## Required action
Below is a listing to repeat exactly, with its pictures left out.

## Data to use
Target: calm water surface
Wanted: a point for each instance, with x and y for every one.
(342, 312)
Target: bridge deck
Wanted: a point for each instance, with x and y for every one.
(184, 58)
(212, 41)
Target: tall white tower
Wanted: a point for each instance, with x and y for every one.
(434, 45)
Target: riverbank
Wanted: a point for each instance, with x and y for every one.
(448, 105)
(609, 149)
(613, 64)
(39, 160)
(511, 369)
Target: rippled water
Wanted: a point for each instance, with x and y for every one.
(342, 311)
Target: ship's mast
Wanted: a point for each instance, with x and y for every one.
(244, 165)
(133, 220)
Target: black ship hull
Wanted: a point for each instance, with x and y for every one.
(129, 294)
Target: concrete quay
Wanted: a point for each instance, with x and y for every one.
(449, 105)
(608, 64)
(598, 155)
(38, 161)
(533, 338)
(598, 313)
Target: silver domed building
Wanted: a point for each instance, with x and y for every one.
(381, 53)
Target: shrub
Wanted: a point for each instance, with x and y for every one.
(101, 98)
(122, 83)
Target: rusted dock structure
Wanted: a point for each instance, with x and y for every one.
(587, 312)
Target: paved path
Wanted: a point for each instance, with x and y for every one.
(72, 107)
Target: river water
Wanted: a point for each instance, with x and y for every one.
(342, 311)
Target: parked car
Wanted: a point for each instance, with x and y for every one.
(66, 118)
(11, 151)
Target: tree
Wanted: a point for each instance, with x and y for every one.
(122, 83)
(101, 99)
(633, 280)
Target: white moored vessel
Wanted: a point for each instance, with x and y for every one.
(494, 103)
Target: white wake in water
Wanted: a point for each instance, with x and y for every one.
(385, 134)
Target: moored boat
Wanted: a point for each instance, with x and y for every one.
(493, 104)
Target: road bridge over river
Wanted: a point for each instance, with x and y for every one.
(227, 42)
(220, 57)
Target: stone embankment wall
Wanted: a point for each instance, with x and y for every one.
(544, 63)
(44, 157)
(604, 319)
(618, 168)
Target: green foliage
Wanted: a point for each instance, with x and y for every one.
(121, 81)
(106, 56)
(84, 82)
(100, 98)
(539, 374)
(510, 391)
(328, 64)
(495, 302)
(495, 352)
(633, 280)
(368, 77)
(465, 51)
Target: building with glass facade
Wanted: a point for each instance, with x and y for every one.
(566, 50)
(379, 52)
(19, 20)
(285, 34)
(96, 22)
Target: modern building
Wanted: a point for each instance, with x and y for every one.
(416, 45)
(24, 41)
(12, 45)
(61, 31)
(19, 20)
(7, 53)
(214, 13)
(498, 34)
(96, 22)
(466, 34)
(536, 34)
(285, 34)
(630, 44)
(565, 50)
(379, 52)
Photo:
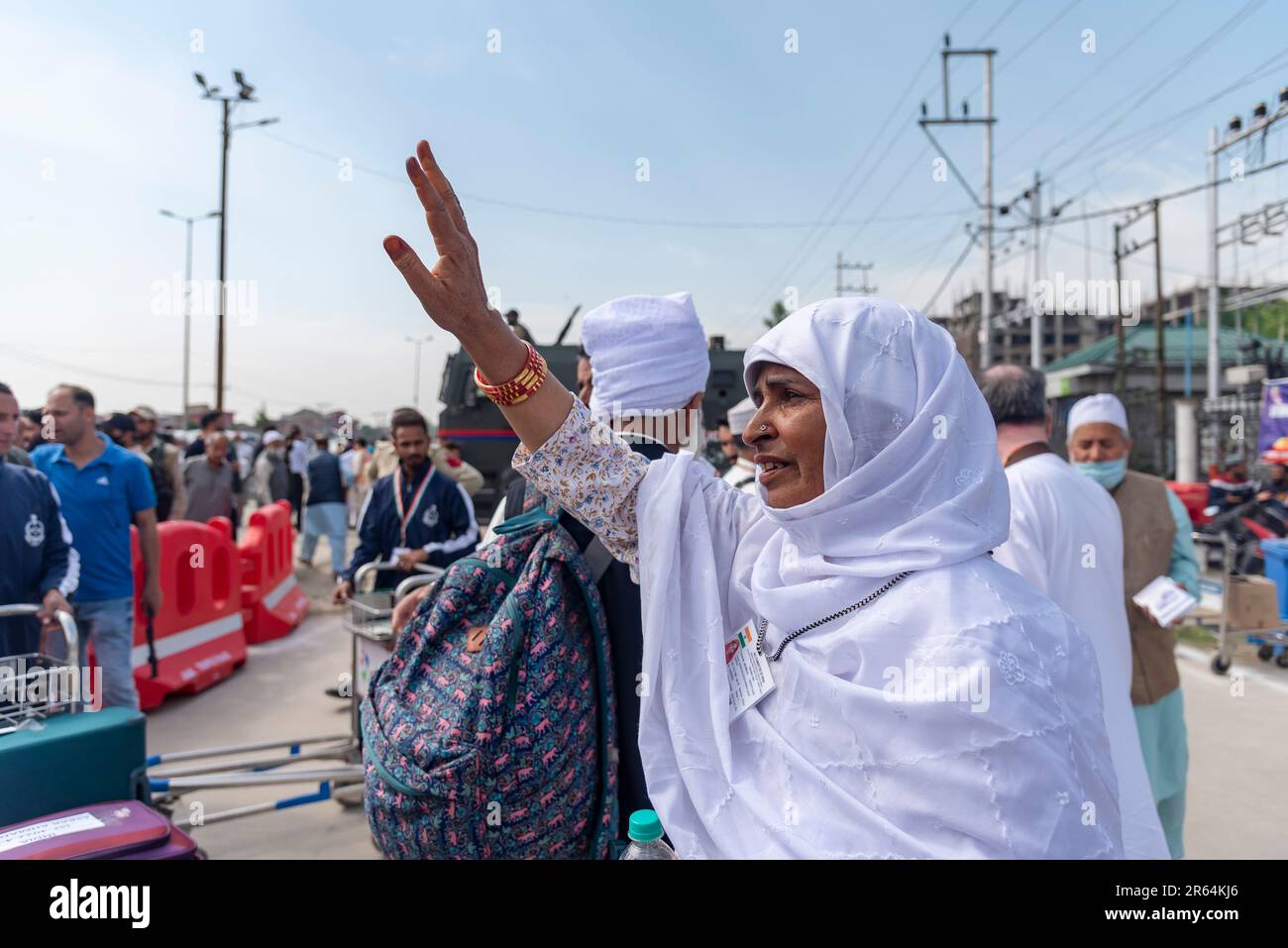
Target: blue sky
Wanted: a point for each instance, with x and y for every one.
(103, 125)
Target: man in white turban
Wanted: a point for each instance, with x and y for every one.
(1155, 543)
(1067, 541)
(742, 473)
(649, 364)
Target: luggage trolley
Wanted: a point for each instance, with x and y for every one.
(58, 679)
(370, 622)
(1271, 643)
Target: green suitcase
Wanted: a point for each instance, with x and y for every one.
(73, 760)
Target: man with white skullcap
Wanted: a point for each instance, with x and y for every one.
(742, 474)
(1067, 541)
(649, 364)
(1155, 543)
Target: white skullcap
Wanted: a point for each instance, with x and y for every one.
(1098, 408)
(647, 353)
(739, 415)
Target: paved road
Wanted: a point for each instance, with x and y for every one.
(1237, 763)
(1237, 759)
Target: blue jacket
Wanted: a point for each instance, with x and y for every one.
(442, 523)
(98, 502)
(37, 552)
(326, 479)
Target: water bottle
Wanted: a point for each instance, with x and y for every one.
(645, 833)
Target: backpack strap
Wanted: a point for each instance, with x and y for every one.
(604, 836)
(597, 558)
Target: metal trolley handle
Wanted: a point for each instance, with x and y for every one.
(428, 574)
(64, 618)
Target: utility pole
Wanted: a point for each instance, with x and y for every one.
(1037, 331)
(1235, 133)
(1158, 337)
(841, 287)
(419, 342)
(986, 329)
(1121, 371)
(187, 304)
(245, 93)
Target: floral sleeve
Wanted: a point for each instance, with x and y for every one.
(592, 474)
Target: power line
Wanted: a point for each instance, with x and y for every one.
(809, 245)
(1186, 59)
(1257, 73)
(1136, 205)
(952, 270)
(587, 215)
(1100, 67)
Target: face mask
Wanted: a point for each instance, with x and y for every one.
(1108, 474)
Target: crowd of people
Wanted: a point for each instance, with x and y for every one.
(884, 514)
(73, 487)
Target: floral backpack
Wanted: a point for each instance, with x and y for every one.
(489, 733)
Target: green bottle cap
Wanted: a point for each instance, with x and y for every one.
(644, 826)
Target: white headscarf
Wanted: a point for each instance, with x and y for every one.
(739, 415)
(831, 763)
(648, 353)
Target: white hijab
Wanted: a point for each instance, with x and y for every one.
(833, 763)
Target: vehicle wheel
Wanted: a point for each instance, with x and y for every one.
(348, 796)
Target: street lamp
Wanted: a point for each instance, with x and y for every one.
(245, 93)
(419, 342)
(187, 301)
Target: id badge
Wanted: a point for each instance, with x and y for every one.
(750, 679)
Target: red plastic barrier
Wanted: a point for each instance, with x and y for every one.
(197, 635)
(271, 600)
(1194, 497)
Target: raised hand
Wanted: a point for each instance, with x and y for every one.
(452, 290)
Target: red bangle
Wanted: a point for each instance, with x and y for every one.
(522, 386)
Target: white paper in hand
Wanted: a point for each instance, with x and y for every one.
(1166, 600)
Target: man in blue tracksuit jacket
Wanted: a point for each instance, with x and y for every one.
(38, 563)
(413, 515)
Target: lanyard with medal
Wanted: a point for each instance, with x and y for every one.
(747, 668)
(404, 517)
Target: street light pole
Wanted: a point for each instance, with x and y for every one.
(187, 303)
(245, 93)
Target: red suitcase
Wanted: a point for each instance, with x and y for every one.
(115, 830)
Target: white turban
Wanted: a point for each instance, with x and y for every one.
(647, 353)
(1098, 408)
(739, 415)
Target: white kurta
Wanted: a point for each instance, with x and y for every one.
(1067, 541)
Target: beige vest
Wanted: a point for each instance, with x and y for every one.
(1147, 533)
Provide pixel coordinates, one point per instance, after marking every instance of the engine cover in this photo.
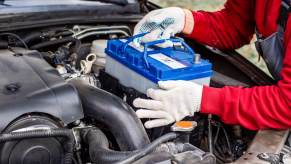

## Exercise result
Target: calm water surface
Wanted: a point for each instance, with x and y for every one.
(342, 312)
Target: bridge deck
Wanted: a point for each instance, with x and y for every one.
(184, 58)
(212, 41)
Target: tall white tower
Wanted: a point for each instance, with x and y for every one.
(434, 45)
Target: riverbank
Wanted: a point for each instance, with x and y for every one.
(448, 105)
(609, 149)
(613, 64)
(39, 160)
(511, 369)
Target: rippled water
Wanted: a point for each instance, with x and y for every one.
(342, 311)
Target: ship's mast
Wanted: a point for each instance, with x and y for every one.
(244, 165)
(133, 220)
Target: black ship hull
Wanted: a point for each instance, with x and y for every one.
(129, 294)
Target: concrete quay
Wanted: a point for each instance, with x and y for every one.
(449, 105)
(608, 64)
(598, 155)
(38, 161)
(533, 338)
(598, 313)
Target: silver domed building
Wanted: a point for each instance, with x and y for every one.
(381, 53)
Target: shrub
Wanted: a point for each instance, with x and y for every one.
(101, 98)
(122, 83)
Target: rusted dock structure
Wanted: a point for each instance, with x and y for every one.
(587, 312)
Target: paved path
Wanted: a point for each instance, with x and y for every one.
(72, 107)
Target: river water
Wanted: a point for each instance, with x and y for every one.
(342, 311)
Target: parked car
Wanted: a point for each instance, with x and y for every one.
(66, 118)
(11, 151)
Target: tree
Wanted: a point for each instance, with x and y for every one.
(122, 83)
(101, 99)
(633, 280)
Target: white moored vessel
Wanted: a point for each instance, with x and y for every one.
(494, 103)
Target: white wake in water
Wanted: a point for each instance, with x and y for every one.
(385, 134)
Target: moored boat
Wanted: a point for each instance, with x and y for every one.
(493, 104)
Target: road bridge over river
Wanted: a point for each instance, with x and y for every one.
(227, 42)
(220, 57)
Target: stone embankment wall
Wanted: a point for each instance, with x and y for every one.
(544, 63)
(44, 157)
(604, 319)
(618, 168)
Target: green foliage
Wanted: a point for each instance, with x and y for every one.
(121, 81)
(106, 56)
(84, 82)
(100, 98)
(539, 374)
(510, 391)
(328, 64)
(495, 302)
(495, 352)
(633, 280)
(368, 77)
(465, 51)
Target: building with glass facade
Wanted: a point for each instance, with x and y for every one.
(566, 50)
(379, 52)
(19, 20)
(285, 34)
(96, 22)
Target: modern building
Wanted: a point for each instance, with x and y for every one.
(416, 45)
(24, 41)
(12, 45)
(61, 31)
(19, 20)
(7, 53)
(214, 13)
(498, 34)
(96, 22)
(466, 34)
(536, 34)
(285, 34)
(630, 44)
(565, 50)
(379, 52)
Photo:
Target: blue sky
Wanted: a point for each instance, with x and y for every one.
(103, 125)
Target: man in white turban
Wanted: a point for each instance, with x and y for every one.
(1155, 543)
(1067, 541)
(742, 473)
(649, 364)
Target: luggage trolley
Wanted: a point for each instance, with x and y for every one.
(58, 679)
(370, 622)
(1271, 643)
Target: green suitcase
Wanted: a point for each instance, with x and y for every one.
(73, 760)
Target: man with white skullcap
Wanted: a point for each instance, with x and y for every one.
(742, 474)
(1067, 541)
(649, 364)
(1155, 543)
Target: white skullcap
Wanted: a point for each instance, with x and y for every one.
(1098, 408)
(647, 353)
(739, 415)
Target: paved road
Wanted: a point for each instance, with x and y for every one.
(1237, 763)
(1237, 759)
Target: blue jacket
Wanted: a point for each instance, with x and y for every one.
(442, 523)
(98, 502)
(37, 552)
(326, 479)
Target: water bottle
Wanted: a point for each instance, with x and y for every one.
(645, 833)
Target: backpack strap
Wanted: a point for each instance, with x and y for every one.
(604, 836)
(597, 558)
Target: metal trolley handle
Wanted: a point for each instance, with x and y for every one.
(428, 574)
(64, 618)
Target: utility pole
Wanted: a point for each instance, with x and y for every one.
(1037, 331)
(1235, 133)
(1158, 337)
(841, 287)
(419, 342)
(986, 329)
(1121, 371)
(187, 304)
(245, 93)
Target: floral sleeve
Wanted: a point for each instance, with x and y for every one.
(592, 474)
Target: power line
Wanted: a point for each instance, with x and y for every one.
(809, 245)
(1186, 59)
(1257, 73)
(1136, 205)
(952, 270)
(587, 215)
(1100, 67)
Target: face mask
Wanted: a point for each instance, with x and y for every one.
(1108, 474)
Target: crowd of people
Wanted: a point for each instance, with x and y for every one.
(884, 514)
(73, 487)
Target: floral backpack
Wanted: a point for each instance, with x and y for every one.
(489, 733)
Target: green bottle cap
Wanted: a point for each instance, with x and y for every one.
(644, 826)
Target: white headscarf
Wanted: a point for each instance, with x and y for every one.
(739, 415)
(831, 763)
(648, 353)
Target: white hijab
Wanted: a point for each instance, with x and y for every one.
(833, 763)
Target: vehicle wheel
Wanted: a point for each instance, with x and y for every one.
(348, 796)
Target: street lamp
Wanted: a point for each instance, with x and y for every one.
(245, 93)
(419, 342)
(187, 301)
Target: id badge
Wanted: a point for each instance, with x and y for every one.
(750, 679)
Target: red plastic barrier
Wanted: a point for each instance, with x and y for every one.
(197, 635)
(271, 600)
(1194, 497)
Target: raised hand
Wanted: a point for each instance, with x and y for every one.
(452, 290)
Target: red bangle
Wanted: a point for each instance, with x and y for every one.
(522, 386)
Target: white paper in hand
Wanted: a point for each instance, with x and y for every one.
(1166, 600)
Target: man in blue tracksuit jacket
Wanted: a point for each instance, with x and y for every one.
(38, 563)
(413, 515)
Target: lanyard with medal
Wanted: a point for each instance, with x and y for every one.
(747, 668)
(404, 517)
Target: street light pole
Wanted: a point for each instance, with x and y for every one.
(187, 303)
(245, 93)
Target: red suitcase
Wanted: a point for each instance, with x and y for every one.
(115, 830)
Target: white turban
Wanted: a point for each instance, with x and y for every one.
(647, 353)
(1098, 408)
(739, 415)
Target: white kurta
Wanted: a point for each instance, with x and y for every one.
(1067, 541)
Target: beige vest
Wanted: a point for each instance, with x and y for every one.
(1147, 533)
Provide pixel coordinates, one point per instance, after marking every instance of the engine cover in this photo.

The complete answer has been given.